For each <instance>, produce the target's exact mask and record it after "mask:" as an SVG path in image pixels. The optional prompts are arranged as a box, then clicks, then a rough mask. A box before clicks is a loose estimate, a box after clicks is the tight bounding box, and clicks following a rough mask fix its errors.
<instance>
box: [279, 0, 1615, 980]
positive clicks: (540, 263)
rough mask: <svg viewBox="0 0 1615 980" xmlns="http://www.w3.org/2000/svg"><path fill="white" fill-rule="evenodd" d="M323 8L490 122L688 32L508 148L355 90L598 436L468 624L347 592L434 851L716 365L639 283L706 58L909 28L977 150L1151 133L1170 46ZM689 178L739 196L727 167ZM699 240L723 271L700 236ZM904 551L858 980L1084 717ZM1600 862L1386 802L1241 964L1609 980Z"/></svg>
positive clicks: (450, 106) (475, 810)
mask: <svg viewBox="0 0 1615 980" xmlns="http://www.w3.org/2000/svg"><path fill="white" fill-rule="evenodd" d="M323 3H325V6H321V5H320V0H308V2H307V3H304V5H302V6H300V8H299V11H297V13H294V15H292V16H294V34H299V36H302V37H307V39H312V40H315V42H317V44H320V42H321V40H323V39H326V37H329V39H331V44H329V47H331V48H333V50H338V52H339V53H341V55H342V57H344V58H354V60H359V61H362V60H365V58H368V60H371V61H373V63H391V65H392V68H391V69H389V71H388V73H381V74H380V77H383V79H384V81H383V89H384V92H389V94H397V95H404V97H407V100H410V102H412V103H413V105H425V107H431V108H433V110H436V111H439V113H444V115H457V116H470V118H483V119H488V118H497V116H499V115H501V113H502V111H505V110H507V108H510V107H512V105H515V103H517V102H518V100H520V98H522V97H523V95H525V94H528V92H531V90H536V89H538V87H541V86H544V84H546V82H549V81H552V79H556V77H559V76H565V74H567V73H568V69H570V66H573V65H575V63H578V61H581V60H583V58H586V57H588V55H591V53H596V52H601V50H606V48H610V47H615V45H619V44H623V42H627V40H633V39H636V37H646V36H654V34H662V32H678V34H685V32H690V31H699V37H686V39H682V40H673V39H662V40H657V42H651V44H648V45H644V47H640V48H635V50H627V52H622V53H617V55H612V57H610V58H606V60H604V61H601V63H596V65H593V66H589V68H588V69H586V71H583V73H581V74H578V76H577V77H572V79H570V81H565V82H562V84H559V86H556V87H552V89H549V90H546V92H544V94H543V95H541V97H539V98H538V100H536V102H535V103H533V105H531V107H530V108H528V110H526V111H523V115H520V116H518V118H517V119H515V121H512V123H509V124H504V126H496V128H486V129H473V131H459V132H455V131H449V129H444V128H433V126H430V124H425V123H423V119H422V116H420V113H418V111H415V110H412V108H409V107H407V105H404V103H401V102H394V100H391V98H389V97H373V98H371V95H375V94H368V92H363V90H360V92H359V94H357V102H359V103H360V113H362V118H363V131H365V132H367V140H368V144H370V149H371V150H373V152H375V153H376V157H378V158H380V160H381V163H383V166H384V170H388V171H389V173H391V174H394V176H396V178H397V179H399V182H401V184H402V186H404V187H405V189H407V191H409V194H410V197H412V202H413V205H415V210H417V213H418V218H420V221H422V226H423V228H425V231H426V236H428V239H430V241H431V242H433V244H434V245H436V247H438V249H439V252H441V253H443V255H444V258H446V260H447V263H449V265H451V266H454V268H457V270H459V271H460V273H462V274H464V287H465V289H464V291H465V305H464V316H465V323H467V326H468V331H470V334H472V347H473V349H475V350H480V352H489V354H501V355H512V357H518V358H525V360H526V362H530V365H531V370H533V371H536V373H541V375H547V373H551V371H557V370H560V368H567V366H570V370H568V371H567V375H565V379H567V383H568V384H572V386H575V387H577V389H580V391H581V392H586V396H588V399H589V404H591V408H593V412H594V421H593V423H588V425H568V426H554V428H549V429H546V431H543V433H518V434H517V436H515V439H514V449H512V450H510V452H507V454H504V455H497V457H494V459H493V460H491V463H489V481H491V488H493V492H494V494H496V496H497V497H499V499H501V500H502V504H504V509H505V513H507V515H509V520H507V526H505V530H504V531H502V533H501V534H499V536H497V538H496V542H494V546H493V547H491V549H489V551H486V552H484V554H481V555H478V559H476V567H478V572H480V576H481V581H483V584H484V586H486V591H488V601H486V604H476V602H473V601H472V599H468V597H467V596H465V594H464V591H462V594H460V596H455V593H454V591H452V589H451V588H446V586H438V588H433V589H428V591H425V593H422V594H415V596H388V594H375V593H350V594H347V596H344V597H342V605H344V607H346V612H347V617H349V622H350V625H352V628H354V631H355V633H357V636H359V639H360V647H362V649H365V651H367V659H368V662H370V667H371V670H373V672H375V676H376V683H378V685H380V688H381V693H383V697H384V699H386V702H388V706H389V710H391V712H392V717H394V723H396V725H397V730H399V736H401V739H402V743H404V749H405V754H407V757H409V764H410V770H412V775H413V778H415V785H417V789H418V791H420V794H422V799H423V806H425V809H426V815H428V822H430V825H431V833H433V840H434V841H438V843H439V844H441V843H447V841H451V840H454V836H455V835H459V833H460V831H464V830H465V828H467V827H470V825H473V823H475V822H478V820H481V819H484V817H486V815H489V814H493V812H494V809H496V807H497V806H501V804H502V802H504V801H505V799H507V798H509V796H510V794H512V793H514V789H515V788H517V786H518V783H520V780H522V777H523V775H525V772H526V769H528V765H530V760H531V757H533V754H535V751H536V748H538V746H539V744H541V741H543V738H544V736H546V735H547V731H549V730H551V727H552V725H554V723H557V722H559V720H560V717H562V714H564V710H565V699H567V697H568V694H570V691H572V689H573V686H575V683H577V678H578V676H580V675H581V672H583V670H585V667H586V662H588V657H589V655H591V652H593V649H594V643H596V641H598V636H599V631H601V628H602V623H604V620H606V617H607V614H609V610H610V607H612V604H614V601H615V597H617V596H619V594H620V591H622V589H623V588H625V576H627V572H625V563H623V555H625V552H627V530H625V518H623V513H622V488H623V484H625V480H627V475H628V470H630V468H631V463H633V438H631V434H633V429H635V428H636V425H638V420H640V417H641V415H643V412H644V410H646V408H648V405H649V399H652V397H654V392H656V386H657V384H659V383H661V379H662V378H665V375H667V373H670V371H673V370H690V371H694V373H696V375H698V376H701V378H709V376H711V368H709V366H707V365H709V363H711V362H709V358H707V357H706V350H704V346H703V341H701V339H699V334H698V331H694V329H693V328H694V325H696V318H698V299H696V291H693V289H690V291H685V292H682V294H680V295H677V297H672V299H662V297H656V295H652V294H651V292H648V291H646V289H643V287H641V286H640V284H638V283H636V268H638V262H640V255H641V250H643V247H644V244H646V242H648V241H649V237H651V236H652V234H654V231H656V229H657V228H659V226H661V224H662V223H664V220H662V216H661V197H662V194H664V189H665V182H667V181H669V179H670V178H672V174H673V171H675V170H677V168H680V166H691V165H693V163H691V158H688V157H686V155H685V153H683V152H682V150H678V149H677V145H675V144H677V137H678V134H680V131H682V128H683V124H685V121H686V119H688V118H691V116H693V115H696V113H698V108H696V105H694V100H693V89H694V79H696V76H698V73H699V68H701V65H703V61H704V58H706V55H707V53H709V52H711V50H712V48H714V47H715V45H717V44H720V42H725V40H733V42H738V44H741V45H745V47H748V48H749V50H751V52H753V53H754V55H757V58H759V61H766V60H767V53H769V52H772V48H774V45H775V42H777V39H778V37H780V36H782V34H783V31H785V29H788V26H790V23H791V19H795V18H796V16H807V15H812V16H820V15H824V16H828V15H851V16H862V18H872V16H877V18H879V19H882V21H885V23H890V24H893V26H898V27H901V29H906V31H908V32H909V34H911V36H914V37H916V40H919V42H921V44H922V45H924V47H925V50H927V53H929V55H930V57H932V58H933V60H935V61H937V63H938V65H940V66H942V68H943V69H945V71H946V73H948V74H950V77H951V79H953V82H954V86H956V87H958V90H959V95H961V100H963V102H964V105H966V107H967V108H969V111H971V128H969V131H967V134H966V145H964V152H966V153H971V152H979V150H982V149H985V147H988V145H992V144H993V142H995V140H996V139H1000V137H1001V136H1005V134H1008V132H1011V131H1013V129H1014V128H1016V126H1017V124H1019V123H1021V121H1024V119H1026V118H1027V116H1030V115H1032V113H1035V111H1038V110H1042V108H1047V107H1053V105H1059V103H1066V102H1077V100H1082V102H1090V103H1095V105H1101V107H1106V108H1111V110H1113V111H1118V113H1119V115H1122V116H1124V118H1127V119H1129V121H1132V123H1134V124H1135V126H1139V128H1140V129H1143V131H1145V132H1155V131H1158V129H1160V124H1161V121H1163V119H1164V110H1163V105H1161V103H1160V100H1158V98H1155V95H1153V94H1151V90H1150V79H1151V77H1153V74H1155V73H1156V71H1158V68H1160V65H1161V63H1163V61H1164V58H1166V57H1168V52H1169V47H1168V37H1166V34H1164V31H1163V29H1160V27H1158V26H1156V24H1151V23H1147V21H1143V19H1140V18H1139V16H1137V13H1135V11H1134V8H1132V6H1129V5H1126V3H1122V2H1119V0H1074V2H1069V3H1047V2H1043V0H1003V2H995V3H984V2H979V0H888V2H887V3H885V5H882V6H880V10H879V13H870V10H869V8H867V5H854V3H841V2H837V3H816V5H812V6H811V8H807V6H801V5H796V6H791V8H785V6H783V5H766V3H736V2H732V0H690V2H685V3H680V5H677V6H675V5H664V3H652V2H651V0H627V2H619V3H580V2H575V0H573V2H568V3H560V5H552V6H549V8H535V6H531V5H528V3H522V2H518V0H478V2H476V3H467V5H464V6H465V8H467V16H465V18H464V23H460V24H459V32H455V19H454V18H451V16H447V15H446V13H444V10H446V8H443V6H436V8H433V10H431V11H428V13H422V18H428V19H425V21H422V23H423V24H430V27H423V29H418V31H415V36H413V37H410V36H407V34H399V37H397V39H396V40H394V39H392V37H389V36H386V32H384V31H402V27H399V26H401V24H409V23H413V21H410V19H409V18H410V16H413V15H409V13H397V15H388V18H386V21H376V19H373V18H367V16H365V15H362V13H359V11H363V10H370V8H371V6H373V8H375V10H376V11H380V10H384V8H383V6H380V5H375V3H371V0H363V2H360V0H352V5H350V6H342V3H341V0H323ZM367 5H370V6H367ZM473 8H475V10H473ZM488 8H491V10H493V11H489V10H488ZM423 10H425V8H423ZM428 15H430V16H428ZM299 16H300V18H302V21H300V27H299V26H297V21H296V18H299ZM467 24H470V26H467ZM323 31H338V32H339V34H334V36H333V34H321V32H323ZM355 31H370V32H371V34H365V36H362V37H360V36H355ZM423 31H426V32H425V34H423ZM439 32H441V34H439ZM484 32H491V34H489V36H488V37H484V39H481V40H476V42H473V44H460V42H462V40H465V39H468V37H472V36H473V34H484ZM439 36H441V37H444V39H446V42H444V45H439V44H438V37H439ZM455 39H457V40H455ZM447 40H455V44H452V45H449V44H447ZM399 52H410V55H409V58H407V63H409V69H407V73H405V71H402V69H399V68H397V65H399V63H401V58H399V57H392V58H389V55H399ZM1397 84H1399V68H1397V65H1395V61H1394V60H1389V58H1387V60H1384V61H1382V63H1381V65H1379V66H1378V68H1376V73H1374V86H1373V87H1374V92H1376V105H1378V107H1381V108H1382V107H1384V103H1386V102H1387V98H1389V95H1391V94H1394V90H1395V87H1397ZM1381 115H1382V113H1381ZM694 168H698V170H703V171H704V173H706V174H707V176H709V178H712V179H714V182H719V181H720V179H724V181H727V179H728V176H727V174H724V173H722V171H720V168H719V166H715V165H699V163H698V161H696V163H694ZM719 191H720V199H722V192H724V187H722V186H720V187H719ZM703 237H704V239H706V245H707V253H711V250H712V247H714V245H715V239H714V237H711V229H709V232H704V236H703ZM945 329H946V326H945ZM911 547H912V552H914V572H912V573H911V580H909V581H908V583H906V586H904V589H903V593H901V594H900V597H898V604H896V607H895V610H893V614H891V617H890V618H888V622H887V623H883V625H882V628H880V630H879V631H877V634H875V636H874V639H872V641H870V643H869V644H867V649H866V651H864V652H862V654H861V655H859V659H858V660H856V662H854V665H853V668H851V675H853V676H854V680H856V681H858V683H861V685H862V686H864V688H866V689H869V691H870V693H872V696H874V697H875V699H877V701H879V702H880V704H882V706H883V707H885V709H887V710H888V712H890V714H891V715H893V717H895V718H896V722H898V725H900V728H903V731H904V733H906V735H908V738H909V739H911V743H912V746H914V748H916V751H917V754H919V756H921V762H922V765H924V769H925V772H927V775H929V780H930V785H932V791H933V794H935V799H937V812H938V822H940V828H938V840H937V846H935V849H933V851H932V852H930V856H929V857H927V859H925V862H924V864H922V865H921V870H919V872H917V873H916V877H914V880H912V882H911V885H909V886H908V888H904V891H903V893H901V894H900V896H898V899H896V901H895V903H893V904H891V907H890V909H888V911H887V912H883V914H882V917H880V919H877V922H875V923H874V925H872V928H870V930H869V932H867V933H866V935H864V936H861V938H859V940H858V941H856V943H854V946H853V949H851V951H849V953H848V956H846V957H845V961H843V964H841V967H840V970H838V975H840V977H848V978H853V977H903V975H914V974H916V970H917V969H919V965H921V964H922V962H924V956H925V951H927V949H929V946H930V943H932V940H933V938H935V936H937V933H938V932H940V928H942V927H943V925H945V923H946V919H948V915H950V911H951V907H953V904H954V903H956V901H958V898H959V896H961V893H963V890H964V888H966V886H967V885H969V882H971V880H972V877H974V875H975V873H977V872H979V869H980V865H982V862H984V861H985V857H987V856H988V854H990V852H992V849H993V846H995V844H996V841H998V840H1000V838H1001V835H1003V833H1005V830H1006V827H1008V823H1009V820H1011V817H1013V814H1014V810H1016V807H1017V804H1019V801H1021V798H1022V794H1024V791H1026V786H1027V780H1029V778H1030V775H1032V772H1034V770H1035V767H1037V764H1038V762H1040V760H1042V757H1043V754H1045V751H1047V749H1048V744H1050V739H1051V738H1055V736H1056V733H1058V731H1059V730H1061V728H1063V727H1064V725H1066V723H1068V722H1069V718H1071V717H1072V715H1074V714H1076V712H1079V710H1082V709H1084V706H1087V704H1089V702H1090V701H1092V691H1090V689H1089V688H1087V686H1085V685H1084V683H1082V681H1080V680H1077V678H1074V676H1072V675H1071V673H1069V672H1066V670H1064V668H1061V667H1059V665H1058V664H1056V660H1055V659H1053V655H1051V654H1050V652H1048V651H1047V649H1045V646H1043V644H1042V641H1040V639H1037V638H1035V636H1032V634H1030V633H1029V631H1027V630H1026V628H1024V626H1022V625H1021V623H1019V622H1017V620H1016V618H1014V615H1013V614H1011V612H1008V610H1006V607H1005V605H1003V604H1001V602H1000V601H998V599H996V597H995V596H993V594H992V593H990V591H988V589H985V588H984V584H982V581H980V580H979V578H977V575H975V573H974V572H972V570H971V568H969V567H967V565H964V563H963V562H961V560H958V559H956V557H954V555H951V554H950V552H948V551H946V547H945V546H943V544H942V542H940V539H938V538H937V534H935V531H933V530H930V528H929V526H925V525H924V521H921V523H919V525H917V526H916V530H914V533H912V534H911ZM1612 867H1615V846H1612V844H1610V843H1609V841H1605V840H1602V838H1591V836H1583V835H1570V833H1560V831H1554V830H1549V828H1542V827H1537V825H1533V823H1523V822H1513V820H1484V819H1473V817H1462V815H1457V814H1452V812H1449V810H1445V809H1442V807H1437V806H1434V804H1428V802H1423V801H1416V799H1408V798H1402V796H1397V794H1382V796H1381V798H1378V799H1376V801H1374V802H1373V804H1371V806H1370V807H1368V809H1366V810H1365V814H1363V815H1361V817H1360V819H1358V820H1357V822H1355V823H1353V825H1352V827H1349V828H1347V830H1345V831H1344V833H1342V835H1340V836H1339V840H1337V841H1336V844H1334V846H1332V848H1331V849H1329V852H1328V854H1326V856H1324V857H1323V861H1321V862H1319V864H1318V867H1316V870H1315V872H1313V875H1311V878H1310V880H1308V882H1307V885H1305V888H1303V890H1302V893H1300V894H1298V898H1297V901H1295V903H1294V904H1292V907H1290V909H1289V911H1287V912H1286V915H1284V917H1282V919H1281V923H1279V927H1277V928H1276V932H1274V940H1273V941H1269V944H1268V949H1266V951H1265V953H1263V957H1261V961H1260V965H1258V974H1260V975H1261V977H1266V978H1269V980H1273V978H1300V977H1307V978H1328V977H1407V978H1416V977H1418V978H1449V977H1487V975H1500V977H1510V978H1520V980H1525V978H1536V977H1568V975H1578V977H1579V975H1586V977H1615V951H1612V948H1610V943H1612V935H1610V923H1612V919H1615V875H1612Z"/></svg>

__Exercise objective__.
Where does the word "rough" appear in the listing above? Copy every line that holds it.

__Written solution__.
For each <instance>, produce the target's exact mask and record it after "mask:" as an SVG path in image pixels. The optional prompts are arranged as a box, then clicks, then a rough mask. A box before clicks is a loose estimate, a box after clicks is the tight bounding box, and clicks following a rough mask fix its errors.
rough mask: <svg viewBox="0 0 1615 980" xmlns="http://www.w3.org/2000/svg"><path fill="white" fill-rule="evenodd" d="M323 8L490 122L688 32L508 148L355 90L598 436L468 624L347 592L434 851L716 365L639 283L706 58L909 28L977 150L1151 133L1170 46ZM689 178L739 196L727 167ZM699 240L723 271L700 236ZM904 551L858 980L1084 717ZM1600 862L1386 802L1241 964L1609 980Z"/></svg>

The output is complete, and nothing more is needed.